» **YOUR OBJECTIVE**:
Copy out every line in the material below that contains the string "road".

Dataset records

* BEGIN *

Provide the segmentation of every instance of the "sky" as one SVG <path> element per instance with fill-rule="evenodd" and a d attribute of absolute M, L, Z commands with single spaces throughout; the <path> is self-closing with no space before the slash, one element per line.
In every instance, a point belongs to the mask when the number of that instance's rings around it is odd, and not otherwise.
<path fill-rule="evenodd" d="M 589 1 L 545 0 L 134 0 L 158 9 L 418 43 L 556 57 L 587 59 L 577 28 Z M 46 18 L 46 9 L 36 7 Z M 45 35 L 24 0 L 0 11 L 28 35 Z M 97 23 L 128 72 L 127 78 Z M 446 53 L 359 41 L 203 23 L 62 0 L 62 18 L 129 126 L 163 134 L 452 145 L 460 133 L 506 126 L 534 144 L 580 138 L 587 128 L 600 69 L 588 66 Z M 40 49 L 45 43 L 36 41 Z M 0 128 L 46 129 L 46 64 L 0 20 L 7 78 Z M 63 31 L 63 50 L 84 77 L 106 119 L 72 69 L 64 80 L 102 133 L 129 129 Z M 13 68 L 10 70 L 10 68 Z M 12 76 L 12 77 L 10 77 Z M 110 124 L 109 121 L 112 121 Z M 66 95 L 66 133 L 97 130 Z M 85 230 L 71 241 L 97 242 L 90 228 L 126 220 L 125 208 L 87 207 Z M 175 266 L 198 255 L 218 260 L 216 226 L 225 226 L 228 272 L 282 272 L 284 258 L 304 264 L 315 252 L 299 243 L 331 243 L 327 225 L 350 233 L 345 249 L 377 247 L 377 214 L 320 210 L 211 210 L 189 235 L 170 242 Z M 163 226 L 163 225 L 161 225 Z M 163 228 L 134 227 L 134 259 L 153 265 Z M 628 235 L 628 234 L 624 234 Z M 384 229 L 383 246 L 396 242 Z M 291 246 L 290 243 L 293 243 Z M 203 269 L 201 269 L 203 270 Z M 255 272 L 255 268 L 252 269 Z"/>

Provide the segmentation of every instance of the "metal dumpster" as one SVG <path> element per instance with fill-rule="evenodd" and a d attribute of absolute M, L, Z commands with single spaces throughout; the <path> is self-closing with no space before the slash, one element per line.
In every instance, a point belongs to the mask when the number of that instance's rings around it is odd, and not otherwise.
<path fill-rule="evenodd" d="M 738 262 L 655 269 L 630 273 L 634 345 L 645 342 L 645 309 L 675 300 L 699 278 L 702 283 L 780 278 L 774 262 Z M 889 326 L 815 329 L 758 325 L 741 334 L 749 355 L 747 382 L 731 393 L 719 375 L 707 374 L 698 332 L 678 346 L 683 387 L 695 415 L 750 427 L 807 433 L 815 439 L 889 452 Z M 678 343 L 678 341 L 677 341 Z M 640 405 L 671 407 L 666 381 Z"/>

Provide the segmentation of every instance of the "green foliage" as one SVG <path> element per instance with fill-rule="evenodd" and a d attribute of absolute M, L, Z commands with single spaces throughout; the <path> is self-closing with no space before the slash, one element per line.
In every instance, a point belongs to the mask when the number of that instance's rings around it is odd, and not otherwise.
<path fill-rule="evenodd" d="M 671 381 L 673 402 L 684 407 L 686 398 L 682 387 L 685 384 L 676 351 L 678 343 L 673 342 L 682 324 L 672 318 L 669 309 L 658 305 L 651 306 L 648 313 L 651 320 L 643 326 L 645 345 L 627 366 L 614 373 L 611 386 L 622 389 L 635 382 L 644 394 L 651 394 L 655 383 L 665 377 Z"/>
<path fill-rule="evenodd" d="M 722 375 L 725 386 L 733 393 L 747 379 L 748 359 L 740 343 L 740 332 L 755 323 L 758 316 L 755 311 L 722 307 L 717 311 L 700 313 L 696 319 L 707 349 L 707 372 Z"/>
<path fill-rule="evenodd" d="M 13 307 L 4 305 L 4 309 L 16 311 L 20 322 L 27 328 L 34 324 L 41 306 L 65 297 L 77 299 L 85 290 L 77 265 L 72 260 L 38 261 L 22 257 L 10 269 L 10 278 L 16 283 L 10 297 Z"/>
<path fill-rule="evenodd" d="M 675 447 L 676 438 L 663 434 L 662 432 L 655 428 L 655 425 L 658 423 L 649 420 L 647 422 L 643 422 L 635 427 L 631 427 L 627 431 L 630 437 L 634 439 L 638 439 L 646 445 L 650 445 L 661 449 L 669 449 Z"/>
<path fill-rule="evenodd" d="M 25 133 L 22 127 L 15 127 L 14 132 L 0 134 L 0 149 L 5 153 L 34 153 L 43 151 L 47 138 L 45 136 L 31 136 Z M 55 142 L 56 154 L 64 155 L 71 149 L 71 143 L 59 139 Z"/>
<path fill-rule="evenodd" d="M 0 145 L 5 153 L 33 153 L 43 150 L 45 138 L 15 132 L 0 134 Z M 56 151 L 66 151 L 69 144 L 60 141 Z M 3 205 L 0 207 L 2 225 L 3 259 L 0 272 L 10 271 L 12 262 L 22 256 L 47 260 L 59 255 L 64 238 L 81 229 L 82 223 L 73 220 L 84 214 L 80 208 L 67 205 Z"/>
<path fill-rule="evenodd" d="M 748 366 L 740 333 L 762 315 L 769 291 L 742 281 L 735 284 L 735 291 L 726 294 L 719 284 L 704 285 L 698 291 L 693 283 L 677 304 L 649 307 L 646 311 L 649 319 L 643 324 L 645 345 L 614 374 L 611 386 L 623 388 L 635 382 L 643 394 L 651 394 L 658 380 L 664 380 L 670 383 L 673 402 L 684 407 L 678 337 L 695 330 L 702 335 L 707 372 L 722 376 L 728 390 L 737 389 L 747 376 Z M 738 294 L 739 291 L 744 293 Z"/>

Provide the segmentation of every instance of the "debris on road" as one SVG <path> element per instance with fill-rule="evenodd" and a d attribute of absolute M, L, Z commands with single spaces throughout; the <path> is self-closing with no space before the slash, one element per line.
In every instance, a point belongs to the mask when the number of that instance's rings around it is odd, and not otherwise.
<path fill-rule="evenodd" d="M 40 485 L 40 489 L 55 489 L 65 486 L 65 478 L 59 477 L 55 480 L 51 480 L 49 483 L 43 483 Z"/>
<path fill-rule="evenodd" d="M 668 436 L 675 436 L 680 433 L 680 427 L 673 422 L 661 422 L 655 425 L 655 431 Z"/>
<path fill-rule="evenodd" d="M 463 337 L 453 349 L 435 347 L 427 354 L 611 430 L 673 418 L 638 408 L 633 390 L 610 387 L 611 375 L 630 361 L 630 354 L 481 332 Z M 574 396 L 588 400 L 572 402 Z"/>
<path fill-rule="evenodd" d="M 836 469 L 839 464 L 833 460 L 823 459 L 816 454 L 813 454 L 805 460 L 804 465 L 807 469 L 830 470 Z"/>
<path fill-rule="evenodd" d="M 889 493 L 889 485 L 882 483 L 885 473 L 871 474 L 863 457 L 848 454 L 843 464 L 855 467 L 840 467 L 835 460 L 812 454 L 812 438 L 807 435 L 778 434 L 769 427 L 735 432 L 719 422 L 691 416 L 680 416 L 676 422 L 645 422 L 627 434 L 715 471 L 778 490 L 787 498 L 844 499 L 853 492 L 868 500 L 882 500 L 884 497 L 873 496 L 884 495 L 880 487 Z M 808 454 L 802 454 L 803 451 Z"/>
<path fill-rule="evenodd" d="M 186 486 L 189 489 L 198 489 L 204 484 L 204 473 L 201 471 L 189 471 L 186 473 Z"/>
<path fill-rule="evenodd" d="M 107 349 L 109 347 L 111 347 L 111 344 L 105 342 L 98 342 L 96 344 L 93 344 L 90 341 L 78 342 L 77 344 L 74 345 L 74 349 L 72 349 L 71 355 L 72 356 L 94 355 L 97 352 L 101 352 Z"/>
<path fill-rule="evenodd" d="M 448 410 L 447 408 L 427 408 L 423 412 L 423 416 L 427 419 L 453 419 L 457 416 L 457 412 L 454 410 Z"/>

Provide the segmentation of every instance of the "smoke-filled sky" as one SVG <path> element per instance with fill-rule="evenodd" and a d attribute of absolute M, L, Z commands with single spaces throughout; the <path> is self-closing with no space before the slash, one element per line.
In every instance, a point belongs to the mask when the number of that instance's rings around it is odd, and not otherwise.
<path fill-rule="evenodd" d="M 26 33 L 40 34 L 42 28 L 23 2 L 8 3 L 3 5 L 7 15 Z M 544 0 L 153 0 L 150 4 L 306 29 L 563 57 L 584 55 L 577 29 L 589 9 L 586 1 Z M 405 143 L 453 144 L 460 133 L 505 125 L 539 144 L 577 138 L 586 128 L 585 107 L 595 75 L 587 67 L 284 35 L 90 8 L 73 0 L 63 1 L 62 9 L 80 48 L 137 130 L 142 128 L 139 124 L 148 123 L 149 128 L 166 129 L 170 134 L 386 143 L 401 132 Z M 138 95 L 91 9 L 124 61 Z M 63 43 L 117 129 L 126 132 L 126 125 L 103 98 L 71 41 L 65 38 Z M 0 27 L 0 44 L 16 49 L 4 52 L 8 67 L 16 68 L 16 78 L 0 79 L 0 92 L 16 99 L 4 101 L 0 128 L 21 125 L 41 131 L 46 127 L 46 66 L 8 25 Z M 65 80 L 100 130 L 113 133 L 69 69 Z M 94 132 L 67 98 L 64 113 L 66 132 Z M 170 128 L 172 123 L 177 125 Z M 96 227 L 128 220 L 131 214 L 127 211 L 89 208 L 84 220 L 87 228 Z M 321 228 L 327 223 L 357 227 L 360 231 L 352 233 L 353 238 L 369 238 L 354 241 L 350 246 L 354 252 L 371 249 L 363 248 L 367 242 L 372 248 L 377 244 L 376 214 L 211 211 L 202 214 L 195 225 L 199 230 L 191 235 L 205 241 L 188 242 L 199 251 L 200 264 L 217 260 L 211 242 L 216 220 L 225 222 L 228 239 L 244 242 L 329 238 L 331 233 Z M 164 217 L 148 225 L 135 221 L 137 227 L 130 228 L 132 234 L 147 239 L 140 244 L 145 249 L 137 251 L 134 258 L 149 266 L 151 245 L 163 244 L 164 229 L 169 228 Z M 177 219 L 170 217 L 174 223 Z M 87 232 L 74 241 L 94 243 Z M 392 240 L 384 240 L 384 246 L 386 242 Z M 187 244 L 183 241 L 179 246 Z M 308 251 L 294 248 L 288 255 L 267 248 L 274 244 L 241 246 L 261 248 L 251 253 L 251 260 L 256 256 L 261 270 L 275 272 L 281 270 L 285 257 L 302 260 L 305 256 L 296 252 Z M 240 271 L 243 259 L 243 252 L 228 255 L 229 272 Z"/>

* END *

» **EXERCISE SOLUTION**:
Provide the segmentation of every instance of the "debris on road" as one SVG <path> element per instance with fill-rule="evenodd" and a d attribute of absolute M, L, Z commands with single spaces throughout; the <path> is self-closing with no space before the slash, one element per line.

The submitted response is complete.